| What you will do |
Copy out all of the lines below word for word, leaving out any picture.
►
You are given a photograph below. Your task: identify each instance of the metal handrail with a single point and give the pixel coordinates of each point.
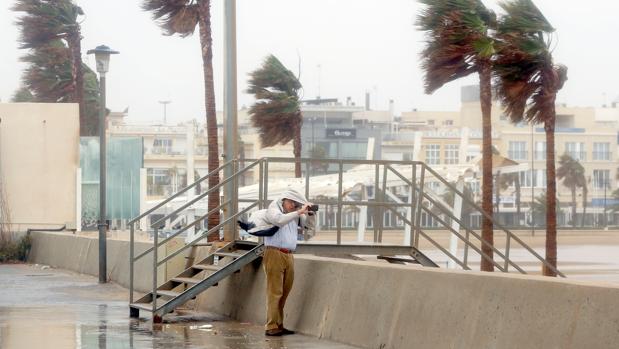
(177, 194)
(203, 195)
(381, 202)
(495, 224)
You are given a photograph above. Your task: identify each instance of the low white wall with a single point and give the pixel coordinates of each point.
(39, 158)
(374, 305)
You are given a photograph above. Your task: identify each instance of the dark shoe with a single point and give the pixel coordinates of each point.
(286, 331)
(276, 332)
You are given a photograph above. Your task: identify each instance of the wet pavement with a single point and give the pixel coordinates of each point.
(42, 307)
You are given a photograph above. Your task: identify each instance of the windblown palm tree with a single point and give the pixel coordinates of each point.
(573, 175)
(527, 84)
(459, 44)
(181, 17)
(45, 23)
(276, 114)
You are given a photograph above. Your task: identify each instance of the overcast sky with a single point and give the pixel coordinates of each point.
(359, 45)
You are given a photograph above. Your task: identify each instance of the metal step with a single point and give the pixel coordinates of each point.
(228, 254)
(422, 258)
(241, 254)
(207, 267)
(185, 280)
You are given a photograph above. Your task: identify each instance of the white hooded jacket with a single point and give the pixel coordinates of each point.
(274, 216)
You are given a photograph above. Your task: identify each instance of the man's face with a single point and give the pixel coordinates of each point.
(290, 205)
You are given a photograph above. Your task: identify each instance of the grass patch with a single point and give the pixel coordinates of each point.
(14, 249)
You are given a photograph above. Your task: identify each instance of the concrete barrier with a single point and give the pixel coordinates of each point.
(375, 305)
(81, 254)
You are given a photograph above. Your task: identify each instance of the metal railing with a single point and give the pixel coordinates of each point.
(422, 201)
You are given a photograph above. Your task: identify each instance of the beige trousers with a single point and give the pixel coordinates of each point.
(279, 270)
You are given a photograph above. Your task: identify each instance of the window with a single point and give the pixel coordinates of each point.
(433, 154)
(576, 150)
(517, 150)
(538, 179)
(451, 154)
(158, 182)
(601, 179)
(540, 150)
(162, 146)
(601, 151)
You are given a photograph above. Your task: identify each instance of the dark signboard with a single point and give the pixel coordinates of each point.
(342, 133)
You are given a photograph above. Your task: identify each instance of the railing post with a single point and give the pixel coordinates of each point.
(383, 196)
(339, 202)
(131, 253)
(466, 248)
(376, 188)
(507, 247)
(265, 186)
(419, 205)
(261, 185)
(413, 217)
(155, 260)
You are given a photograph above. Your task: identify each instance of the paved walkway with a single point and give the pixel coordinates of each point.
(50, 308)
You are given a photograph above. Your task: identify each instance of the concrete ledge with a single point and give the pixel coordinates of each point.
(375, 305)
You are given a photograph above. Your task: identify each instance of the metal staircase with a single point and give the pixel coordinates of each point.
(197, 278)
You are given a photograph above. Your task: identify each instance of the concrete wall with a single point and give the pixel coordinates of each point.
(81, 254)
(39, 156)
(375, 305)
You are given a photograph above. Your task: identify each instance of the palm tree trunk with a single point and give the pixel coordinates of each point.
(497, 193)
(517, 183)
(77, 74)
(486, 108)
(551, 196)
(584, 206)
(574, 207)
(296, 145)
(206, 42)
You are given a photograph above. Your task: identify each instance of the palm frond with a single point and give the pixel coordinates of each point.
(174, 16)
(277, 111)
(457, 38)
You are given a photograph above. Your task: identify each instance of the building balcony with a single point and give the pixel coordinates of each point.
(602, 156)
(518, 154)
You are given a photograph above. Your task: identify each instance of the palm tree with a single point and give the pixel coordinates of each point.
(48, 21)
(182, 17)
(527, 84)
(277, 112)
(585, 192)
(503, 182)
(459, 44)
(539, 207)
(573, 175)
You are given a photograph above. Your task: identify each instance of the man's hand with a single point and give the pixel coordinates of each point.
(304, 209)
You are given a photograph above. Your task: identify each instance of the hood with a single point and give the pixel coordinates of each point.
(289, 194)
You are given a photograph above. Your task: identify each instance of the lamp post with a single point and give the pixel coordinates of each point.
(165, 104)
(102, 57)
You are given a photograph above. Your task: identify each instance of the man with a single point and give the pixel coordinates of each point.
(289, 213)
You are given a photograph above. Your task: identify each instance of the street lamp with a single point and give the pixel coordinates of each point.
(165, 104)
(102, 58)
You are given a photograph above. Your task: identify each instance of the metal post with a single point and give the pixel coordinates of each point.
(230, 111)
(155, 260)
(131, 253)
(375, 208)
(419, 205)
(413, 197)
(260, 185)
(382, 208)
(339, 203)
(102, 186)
◄
| Response to this exercise |
You are given a photograph below. Your task: identify each instance of the metal handrail with a single point and give the pixel coordinates of each point.
(177, 194)
(203, 195)
(381, 202)
(495, 224)
You are given a photograph above. Your task: identify each instance of the low white wall with a single point and give the pixel coordinates of each point.
(39, 158)
(374, 305)
You are given a photograph above. Your task: identify each instance of the dark shoe with a single point and give the pixel coordinates of each point.
(286, 331)
(276, 332)
You are given a photograph above. Your task: identify each instance of the wet pavement with a single point and give the pixel coordinates of each point.
(42, 307)
You are given a photograph above. Your task: identify each instance of the windblown palm tree with a single point and give the pixel coordinates of each point.
(573, 175)
(527, 84)
(459, 44)
(181, 17)
(45, 23)
(276, 114)
You are given a photograph above. Your task: identify each instance of the overcast sky with a single point and give the pixel coordinates of each point.
(359, 45)
You are given a photograph above. Your task: identify each instance of the metal step with a single point and give the pixel coordinates of each point.
(228, 254)
(422, 258)
(241, 254)
(207, 267)
(185, 280)
You are given a photograph above. Your task: identify each instance of the white hooded jacket with a single point and give the pixel coordinates of each point.
(274, 216)
You are given a photograph above. Your task: identify each instance of the man's face with a single point and give the pixel coordinates of each point.
(290, 205)
You are given a photograph above. Your task: identify each instance of the grass patch with a single point and give the pixel coordinates of each point.
(14, 249)
You are given a photograph above. Your task: identify each instance of the concrete barrier with a single point and give the pixel coordinates of each point.
(375, 305)
(81, 254)
You are given a photograph above. Your task: identify each instance of the metal railing with a single point and give the pixel coordinates of each point.
(422, 201)
You are given a photograph above. Your task: identify each instance of the beige trousers with a single point and give the pixel coordinates of each point.
(279, 270)
You are given a photograph above. Your task: identify each instance of the window with a single point and give the pixel coordinates of each point.
(433, 154)
(576, 150)
(517, 150)
(538, 179)
(451, 154)
(158, 182)
(601, 179)
(540, 150)
(162, 146)
(601, 151)
You are given a photograph above. Your task: identify each instance of the dark signboard with a single point and give the pixel coordinates of each point.
(342, 133)
You are given a photograph above. Your task: identify each instance of the railing post with a single point and give the pixel coordinates of each point.
(383, 196)
(339, 202)
(131, 253)
(466, 248)
(376, 188)
(507, 247)
(265, 186)
(419, 205)
(261, 185)
(413, 217)
(155, 260)
You are given a photograph above. Your task: identify each instance of the paved walkway with a single point and give the pixel coordinates of each point.
(50, 308)
You are given a photograph above. Your task: identify each instance of the concrete ledge with a single point and give the pixel coordinates of each point.
(375, 305)
You are given a photograph above. Your task: identify each instance of the metal staircase with a single point and give the pixel coordinates of each point.
(197, 278)
You are given a photograph above. Your task: identify each instance of the concrete wall with a single point and give the pixel coordinates of each point.
(81, 254)
(39, 156)
(375, 305)
You are given a photograph above. Your task: identify each instance of the palm tree trunk with a single point and give the pixel coordinates of each point.
(497, 193)
(517, 183)
(77, 74)
(486, 108)
(551, 196)
(584, 206)
(574, 207)
(296, 145)
(206, 42)
You are given a photograph above. Your task: identify each instance of the palm frond with a single point and give the pixel coordinates of each point.
(174, 16)
(277, 111)
(457, 38)
You are given a photograph above. Your task: identify each instance of the building balcony with a single point and give the pixel coordinates of each point.
(602, 156)
(518, 154)
You are given a photograph above. Your task: identify each instance of the palm tree with a single point and give the pixel coordinates of each point.
(48, 21)
(182, 17)
(527, 84)
(277, 112)
(585, 192)
(503, 182)
(459, 44)
(539, 207)
(573, 175)
You are given a photograph above. Your task: identify each instance of the man's hand with a single point and give the pixel coordinates of each point.
(304, 209)
You are given a photograph above. Your task: identify each instance of the hood with a single point and give the pixel coordinates of each point.
(289, 194)
You are given a photograph above. Your task: identify each instance of the lamp post with a single point and give the pixel coordinates of each point.
(165, 104)
(102, 57)
You are given a photograph above. Your task: identify each instance of the man with a single point and give the pixel coordinates of each point.
(289, 213)
You are given a photograph above. Your task: identify each instance of the street lamp with a single point and give the pixel coordinates of each point.
(165, 104)
(102, 58)
You are given a photograph above. Your task: identify each instance of the metal post with a single point and give the pixel coordinates of each point.
(230, 111)
(155, 260)
(131, 253)
(375, 208)
(419, 205)
(413, 197)
(260, 185)
(382, 208)
(339, 203)
(102, 186)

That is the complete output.